-- START --
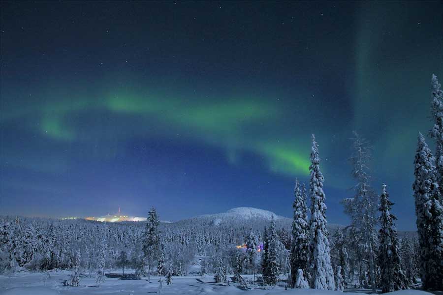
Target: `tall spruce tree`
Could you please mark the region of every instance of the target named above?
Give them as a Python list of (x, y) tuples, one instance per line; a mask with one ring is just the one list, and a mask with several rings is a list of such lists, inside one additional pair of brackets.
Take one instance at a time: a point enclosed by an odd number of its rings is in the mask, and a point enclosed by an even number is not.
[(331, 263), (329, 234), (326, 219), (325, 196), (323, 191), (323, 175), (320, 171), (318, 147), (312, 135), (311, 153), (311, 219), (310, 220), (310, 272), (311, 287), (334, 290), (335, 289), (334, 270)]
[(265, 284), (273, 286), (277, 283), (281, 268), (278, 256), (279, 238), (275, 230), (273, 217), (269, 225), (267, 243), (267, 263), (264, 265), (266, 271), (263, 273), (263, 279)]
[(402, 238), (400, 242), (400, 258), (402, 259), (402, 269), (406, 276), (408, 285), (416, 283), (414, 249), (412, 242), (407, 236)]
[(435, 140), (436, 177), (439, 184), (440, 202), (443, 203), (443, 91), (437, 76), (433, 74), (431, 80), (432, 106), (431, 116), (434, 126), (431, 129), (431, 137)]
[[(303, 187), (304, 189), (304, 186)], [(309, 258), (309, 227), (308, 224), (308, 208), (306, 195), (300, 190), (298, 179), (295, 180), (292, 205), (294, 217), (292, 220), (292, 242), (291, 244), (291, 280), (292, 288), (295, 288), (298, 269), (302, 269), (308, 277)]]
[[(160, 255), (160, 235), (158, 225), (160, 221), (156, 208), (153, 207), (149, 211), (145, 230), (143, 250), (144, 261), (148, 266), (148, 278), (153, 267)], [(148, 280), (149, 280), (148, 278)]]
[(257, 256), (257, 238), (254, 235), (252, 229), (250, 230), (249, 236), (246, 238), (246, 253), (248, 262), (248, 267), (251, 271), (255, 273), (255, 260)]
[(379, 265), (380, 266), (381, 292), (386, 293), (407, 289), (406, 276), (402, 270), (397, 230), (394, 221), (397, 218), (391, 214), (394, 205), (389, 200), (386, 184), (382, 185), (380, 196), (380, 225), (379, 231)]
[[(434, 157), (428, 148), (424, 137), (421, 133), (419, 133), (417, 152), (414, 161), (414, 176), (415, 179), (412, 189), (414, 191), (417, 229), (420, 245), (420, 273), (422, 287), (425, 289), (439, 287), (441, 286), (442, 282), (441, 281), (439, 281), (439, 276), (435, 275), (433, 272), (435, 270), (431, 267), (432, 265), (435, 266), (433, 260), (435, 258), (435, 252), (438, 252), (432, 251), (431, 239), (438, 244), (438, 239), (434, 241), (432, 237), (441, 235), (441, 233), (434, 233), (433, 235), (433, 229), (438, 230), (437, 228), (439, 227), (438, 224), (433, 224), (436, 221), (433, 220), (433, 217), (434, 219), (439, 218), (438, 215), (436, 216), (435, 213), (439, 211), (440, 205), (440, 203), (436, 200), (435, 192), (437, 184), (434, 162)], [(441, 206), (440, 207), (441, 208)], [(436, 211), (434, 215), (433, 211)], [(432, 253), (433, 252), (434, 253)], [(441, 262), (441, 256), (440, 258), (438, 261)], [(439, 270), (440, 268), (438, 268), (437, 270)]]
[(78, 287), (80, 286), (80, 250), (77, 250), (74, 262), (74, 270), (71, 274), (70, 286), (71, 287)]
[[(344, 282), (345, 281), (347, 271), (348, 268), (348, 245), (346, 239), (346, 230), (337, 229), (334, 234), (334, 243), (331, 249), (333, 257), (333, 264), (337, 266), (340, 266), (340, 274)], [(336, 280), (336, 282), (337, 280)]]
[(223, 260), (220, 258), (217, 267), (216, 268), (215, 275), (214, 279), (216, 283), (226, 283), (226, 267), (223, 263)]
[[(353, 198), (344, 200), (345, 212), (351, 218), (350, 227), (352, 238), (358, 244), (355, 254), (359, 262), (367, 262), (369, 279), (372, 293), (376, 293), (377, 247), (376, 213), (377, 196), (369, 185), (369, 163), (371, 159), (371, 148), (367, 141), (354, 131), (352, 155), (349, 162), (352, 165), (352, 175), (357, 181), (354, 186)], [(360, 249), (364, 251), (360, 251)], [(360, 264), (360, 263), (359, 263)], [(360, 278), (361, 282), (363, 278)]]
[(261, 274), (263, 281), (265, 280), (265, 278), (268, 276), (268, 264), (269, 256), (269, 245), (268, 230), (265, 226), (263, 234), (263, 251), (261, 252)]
-- END --
-- START --
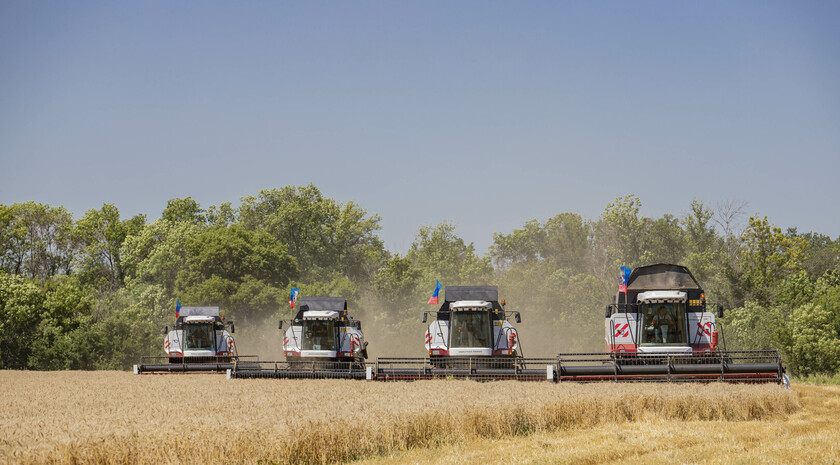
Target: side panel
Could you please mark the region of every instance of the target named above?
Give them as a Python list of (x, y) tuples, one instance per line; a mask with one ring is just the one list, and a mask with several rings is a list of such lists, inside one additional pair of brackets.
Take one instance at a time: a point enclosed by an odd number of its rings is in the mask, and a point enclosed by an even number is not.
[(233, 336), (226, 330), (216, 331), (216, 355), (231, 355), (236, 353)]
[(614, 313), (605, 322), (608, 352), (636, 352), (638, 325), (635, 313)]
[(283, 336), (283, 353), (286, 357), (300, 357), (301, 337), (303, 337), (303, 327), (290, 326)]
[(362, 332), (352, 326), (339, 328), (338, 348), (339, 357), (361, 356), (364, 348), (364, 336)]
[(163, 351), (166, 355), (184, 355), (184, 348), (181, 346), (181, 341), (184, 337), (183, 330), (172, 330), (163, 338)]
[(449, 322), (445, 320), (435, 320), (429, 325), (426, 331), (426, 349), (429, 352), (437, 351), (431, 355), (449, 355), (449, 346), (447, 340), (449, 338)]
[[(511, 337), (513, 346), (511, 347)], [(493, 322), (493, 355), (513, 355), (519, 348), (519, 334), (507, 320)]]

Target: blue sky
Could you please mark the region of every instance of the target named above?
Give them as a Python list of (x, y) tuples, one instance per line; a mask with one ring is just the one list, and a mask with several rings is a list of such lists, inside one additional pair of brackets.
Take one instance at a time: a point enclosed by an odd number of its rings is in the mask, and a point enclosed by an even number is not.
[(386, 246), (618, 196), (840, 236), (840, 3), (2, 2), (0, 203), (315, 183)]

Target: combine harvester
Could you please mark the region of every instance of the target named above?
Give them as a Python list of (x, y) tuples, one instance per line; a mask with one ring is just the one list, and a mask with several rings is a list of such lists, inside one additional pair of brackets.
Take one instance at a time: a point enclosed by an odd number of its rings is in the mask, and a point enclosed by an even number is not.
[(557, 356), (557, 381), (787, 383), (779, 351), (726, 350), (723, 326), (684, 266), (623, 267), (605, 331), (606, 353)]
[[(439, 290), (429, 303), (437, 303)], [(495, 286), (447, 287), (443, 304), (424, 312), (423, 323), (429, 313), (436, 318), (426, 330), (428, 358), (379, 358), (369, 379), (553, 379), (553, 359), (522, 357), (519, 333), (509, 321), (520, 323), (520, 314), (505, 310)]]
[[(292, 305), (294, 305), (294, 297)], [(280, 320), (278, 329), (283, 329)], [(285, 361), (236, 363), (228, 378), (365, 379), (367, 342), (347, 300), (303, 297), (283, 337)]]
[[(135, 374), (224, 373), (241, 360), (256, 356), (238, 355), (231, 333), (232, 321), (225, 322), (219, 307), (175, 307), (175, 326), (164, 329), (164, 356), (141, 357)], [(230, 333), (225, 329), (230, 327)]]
-- END --
-- START --
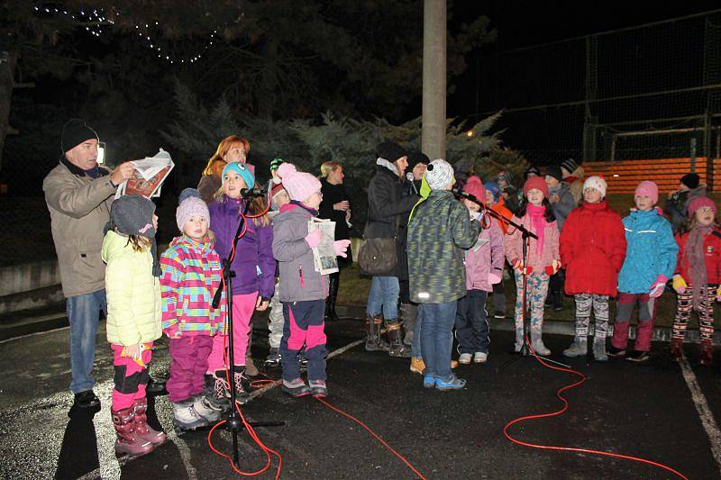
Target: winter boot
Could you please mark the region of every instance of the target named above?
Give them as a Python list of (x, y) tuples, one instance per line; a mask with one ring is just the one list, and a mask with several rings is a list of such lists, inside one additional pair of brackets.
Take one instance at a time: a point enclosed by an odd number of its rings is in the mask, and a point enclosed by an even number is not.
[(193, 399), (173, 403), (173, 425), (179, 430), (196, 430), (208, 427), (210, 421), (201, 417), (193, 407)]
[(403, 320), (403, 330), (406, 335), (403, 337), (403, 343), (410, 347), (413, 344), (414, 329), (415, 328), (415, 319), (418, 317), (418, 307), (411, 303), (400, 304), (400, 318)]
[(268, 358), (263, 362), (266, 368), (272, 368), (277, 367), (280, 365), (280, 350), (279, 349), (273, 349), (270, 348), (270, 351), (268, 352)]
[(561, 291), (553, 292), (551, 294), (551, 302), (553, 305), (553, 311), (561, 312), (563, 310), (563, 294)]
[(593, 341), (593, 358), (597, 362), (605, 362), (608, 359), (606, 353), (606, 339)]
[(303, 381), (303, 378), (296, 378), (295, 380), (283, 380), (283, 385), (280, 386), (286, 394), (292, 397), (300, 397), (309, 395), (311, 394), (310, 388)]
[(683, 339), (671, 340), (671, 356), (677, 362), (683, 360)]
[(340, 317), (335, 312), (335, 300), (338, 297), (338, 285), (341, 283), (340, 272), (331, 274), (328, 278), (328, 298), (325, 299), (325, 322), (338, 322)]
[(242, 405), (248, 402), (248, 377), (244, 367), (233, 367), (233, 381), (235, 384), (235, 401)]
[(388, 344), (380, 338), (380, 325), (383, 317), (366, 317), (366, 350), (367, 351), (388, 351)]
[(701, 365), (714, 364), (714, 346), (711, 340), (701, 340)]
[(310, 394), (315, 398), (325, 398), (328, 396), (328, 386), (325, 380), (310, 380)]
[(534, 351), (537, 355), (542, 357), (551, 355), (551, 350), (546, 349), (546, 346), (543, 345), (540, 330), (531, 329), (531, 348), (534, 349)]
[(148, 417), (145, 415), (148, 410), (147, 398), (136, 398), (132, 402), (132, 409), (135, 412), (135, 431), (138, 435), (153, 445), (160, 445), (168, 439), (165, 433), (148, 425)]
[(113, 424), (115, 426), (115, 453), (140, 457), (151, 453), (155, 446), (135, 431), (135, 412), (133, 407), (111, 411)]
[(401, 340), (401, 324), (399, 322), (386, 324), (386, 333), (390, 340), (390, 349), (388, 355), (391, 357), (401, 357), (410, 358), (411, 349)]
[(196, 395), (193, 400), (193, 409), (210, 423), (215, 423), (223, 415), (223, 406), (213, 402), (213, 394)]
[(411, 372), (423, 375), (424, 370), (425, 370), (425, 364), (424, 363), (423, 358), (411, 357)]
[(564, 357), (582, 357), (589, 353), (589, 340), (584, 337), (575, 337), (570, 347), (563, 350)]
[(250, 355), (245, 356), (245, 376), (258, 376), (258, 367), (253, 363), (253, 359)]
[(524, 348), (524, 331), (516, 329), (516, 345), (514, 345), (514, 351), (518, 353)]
-- END --
**Stated task**
Transcribe the listing lines verbatim, from the line containing "Target: side panel" up to and including the line containing "203), (315, 183)]".

**Answer**
Target: side panel
Could you please mark the region of every instance of the target named above?
Give them as a Python list of (x, y) tuples, one instance per line; a mask with one ring is just the one list, and a mask with several rings is a list of such lists, inside one additional pair of brackets.
Take one instance at a time: a point enclosed by an odd number of its rings is in the mask, and a point enclosed by an even number is not.
[(233, 336), (226, 330), (216, 331), (216, 355), (231, 355), (236, 353)]
[(614, 313), (605, 322), (608, 352), (636, 352), (638, 325), (635, 313)]
[(283, 336), (283, 353), (286, 357), (300, 357), (301, 337), (303, 337), (303, 327), (290, 326)]
[(362, 332), (352, 326), (339, 328), (338, 348), (339, 357), (361, 356), (364, 348), (364, 336)]
[(163, 351), (166, 355), (184, 355), (184, 348), (181, 346), (181, 341), (184, 337), (183, 330), (172, 330), (163, 338)]
[(449, 322), (445, 320), (435, 320), (429, 325), (426, 331), (426, 349), (429, 352), (437, 351), (431, 355), (449, 355), (449, 346), (447, 340), (449, 338)]
[[(511, 337), (513, 346), (511, 347)], [(493, 322), (493, 355), (513, 355), (519, 348), (519, 334), (507, 320)]]

Target: blue sky
Could you please mark the region of every instance of the target named above?
Give them as a Python list of (x, y) tuples, one instance per line; a mask with one ring is just the one list, and a mask with several rings is a list of such lists, inside one additional pair of brackets.
Take one instance at a time: a point enclosed by an odd number of its rings is in the mask, and a point enclosed by an even number is not.
[(386, 246), (618, 196), (840, 236), (840, 3), (2, 2), (0, 203), (315, 183)]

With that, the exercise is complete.